## AVAILABLE RECORDS
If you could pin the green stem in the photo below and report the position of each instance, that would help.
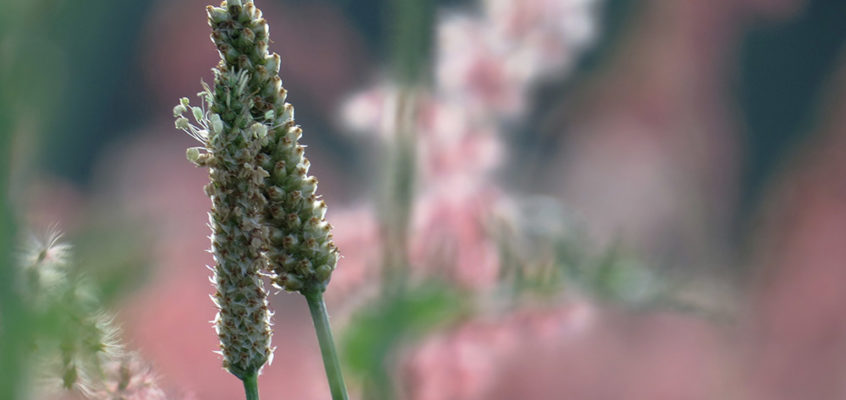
(327, 344)
(251, 386)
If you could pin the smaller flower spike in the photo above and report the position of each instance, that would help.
(301, 254)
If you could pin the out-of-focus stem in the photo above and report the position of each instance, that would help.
(327, 345)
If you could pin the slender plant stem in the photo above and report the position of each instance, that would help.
(327, 344)
(251, 386)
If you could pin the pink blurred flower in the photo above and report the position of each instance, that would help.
(450, 237)
(463, 363)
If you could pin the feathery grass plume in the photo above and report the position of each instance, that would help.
(232, 142)
(79, 347)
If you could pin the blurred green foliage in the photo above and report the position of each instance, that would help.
(378, 331)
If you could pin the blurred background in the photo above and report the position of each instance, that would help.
(535, 199)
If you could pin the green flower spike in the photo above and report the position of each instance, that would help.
(266, 214)
(300, 252)
(231, 144)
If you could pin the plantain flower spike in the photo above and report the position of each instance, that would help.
(233, 139)
(300, 252)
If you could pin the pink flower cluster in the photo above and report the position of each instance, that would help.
(485, 66)
(465, 363)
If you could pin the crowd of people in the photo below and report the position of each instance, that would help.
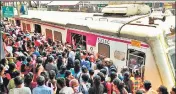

## EXERCISE GOAL
Rewrite all the rows above, replacing "report the position" with "give the location" and leaving everything else unchanged. Leave out the pictures.

## PROBLEM SOLUTION
If you could pin the green stem in the photo below and give the location of each instance, that would help.
(327, 344)
(251, 386)
If you could pin the smaller flower spike in the photo above and give the location of each instance, that would help.
(301, 254)
If you could pin the out-of-focus stem in the photo above and give the location of each instance, that would help.
(327, 345)
If you could pin the slender plant stem in the photo above and give the location of each instance, that would help.
(327, 344)
(251, 386)
If you could pin the pink blurred flower in the photo above and give the location of each instance, that would help.
(450, 237)
(463, 363)
If you could pin the feathery grass plume in the photo above and give the location of each instance, that would help.
(232, 142)
(79, 347)
If you could pin the blurred green foliage in the photo above and give the location of each instance, that would help.
(378, 331)
If you could pin the blurred background in the photo above and give the location of each instance, that would help.
(535, 199)
If you could pin the green flower spike in the photo above and give the location of each instance, that would help.
(266, 214)
(300, 252)
(231, 144)
If you could pin the plantain flower spike in the photo above and give the location of each instance, that would help.
(233, 139)
(300, 252)
If you could pin the pink flower cluster in the photo above and give the location of each instance, that would help.
(485, 66)
(465, 363)
If you could pin the crowd of people in the photo below and give the location of each instance, that would help.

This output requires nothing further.